**Selected text:**
------------

Alanine and Phenylalanine

Alanine was one of the few amino acids to be produced synthetically before it was discovered as part of proteins. It was first synthesised in 1850 by the German chemist Adolph Strecker, who was trying to make lactic acid from acetaldehyde, after Justus Liebig had shown the reverse reaction to be possible.1,2 He did manage to produce lactic acid, “but not in the simple way that was expected, but in a detour which, however, led [him] to the discovery of a body that was in various respects not uninteresting”.1

In what would later become known as “The Strecker Synthesis”, Strecker mixed acetaldehyde (then just known as aldehyde, which is important) with ammonia, hydrogen cyanide and hydrochloric acid…

“…and what remains is a strongly acidic, mother liquor which contains the hydrochloric acid compound of a new body which I will call alanine”1

Unhelpfully, Strecker did not give any explanation for the name given to his newly discovered compound, so assumptions have had to be made.

It is generally accepted that the “al-” comes from aldehyde, the key starting material in the reaction. However, the pervading theory for the “-an-“ part is a little vaguer: it is believed to have been added before “-ine” simply for ease of pronunciation. This does make some sense, as “aline” does sound a bit rubbish (no disrespect meant to anyone called Aline, it works much better as a people name than a chemical name). Without confirmation of this from the author, or at least around the same time, I find this explanation a little unsatisfying, but have not been able to find any alternative suggestions. That being said, I do have my own theory.

While I think it is reasonable that Strecker would want to add something into the name between al- and -ine, I couldn’t quite accept that the -an- was just a random syllable. There must have been some inspiration for it, even if it was subconscious, and what better place to take this from than another component of the reaction: cyanide?

------------

**Record extracts:**
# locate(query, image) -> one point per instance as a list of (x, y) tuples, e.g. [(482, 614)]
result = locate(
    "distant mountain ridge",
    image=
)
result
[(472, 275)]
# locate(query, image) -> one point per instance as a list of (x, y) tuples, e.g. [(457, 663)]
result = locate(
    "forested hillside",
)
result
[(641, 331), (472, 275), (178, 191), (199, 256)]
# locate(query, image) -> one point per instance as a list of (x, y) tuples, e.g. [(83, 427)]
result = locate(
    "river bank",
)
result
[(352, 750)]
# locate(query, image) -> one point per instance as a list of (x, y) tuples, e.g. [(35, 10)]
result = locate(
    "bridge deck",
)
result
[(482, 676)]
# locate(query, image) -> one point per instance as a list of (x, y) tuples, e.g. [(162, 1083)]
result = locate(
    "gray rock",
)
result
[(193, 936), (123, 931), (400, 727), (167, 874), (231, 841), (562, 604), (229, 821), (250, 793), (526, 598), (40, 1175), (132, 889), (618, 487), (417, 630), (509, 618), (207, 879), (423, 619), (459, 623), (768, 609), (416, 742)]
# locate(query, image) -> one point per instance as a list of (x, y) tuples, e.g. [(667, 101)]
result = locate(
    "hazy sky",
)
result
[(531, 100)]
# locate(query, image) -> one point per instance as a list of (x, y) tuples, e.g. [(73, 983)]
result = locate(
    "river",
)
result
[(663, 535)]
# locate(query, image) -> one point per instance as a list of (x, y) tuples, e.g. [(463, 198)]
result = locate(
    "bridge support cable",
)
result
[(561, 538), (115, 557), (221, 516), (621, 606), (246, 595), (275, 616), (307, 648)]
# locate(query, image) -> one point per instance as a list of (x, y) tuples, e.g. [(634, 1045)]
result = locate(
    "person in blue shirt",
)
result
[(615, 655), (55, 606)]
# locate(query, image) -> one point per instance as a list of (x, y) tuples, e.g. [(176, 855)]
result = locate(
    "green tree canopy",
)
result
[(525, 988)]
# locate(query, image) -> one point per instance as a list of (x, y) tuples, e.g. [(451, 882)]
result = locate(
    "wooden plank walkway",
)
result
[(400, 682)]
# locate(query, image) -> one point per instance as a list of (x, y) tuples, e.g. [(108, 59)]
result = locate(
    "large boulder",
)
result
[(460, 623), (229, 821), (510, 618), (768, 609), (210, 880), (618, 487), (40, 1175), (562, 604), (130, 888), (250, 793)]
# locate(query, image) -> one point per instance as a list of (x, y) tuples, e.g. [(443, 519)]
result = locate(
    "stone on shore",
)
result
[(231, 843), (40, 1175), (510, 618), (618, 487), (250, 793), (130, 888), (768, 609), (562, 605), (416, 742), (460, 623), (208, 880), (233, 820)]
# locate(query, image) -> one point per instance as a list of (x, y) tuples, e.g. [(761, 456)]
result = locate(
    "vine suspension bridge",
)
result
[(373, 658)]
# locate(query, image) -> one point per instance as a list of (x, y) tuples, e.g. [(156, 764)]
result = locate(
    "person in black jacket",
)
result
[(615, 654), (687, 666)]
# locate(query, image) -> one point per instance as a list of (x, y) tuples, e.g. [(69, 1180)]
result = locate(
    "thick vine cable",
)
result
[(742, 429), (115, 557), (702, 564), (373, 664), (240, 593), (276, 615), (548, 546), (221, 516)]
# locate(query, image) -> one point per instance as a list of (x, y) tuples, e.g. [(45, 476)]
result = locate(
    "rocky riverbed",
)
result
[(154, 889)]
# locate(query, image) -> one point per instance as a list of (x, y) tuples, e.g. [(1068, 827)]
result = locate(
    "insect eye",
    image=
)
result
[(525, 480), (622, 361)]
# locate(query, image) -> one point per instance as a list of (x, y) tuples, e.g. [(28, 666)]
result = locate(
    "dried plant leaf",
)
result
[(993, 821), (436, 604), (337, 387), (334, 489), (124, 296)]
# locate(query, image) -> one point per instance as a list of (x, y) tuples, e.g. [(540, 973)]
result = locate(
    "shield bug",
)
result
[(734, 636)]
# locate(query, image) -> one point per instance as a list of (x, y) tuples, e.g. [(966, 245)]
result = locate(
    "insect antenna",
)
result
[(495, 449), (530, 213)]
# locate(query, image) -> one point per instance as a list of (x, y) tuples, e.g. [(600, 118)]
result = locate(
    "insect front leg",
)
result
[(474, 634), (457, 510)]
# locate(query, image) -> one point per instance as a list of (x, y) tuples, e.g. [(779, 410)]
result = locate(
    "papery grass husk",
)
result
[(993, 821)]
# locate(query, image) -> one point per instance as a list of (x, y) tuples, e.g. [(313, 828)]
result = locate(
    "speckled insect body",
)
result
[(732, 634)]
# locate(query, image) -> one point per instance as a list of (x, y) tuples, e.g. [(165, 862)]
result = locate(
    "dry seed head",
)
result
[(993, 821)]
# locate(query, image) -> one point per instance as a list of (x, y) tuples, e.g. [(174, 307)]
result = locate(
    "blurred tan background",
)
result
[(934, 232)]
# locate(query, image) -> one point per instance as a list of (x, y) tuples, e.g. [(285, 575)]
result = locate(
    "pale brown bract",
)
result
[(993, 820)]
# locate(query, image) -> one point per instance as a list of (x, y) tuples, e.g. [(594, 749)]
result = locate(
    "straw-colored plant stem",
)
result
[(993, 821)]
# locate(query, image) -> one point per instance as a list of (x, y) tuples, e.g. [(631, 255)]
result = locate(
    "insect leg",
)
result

------------

**About this task:** Continue the piece on how alanine got its name, starting right after its last sentence. The lines are a separate set of material and have nothing to do with the text about alanine's name.

**Response to the exercise:**
The first argument I could see against this hypothesis was that there are more than these two components needed in this reaction: aldehyde, ammonia, hydrogen cyanide, hydrochloric acid, and water (see Wikipedia for the full reaction mechanism). Although, Strecker did not know then what we know now about how this reaction works. It is clear from the equation he proposes that (see an extract from the paper below) that he did not consider the ammonia or acid to be important. Nobody is going to name a compound after the solvent it is made in, so is it the aldehyde and hydrogen cyanide that he considered the key ingredients.

Figure 1. An extract from Strecker’s manuscript illustrating his proposed equation for the synthesis of alanine.1

The second argument against this hypothesis is apparent when looking at the equation above (moving quickly past the fact that they hadn’t quite figured out atomic weights yet). For my theory to work, the German word for hydrogen cyanide used as the time would need to contain the -an- fragment, but here the second named reactant is ‘blausäure’. On seeing this I did think my theory was dead in the water. However, I have selected the extract to include here carefully: you will notice in the text above the equation the word ‘Cyanwasserstoff’. This was, and still is, the German for hydrogen cyanide, while blausäure is the German name given the hydrogen cyanide in water (hydrocyanic acid in English). The first part of both of these names mean blue in English, cyan being from the Greek for blue, cyanos. This can be traced back to isolation of cyanide-based compounds from blue pigments: either Prussian blue or Berlin blue depending on what you read (unravelling that one is a task for another time).

Translated, the text in the extract above reads:

“The alanine is formed by combining equal equivalents of aldehyde and hydrogen cyanide, with the occurrence of 2 equivalents of water, according to the following equation”

So based on this, I stand by my theory of one syllable coming from each reaction component.

Figure 2. My theory for the etymology of alanine.
German names are given in italics with English names in brackets.

With the naming of alanine cleared up (potentially) the naming of another of the amino acids becomes quick to explain: phenylalanine. This compound was given this name in 1882, 6 years before alanine was first shown to be a component of proteins.2 The German chemists Erlenmeyer and Lipp performed the Strecker reaction on phenylacetaldehyde (phenyläthylaldehyd in German) to produce phenyl-α-aminopropionic acid.2,3

Within the body of their manuscript they only refer to this compound by the systematic name, and only include their proposed shortening “phenylalanin” in brackets in the title;3 how very casual! It is reasonably clear that they saw the analogy of their reaction with phenylacetaldehyde with the synthesis of alanine from acetaldehyde and named their compound accordingly…a footnote would have been nice though!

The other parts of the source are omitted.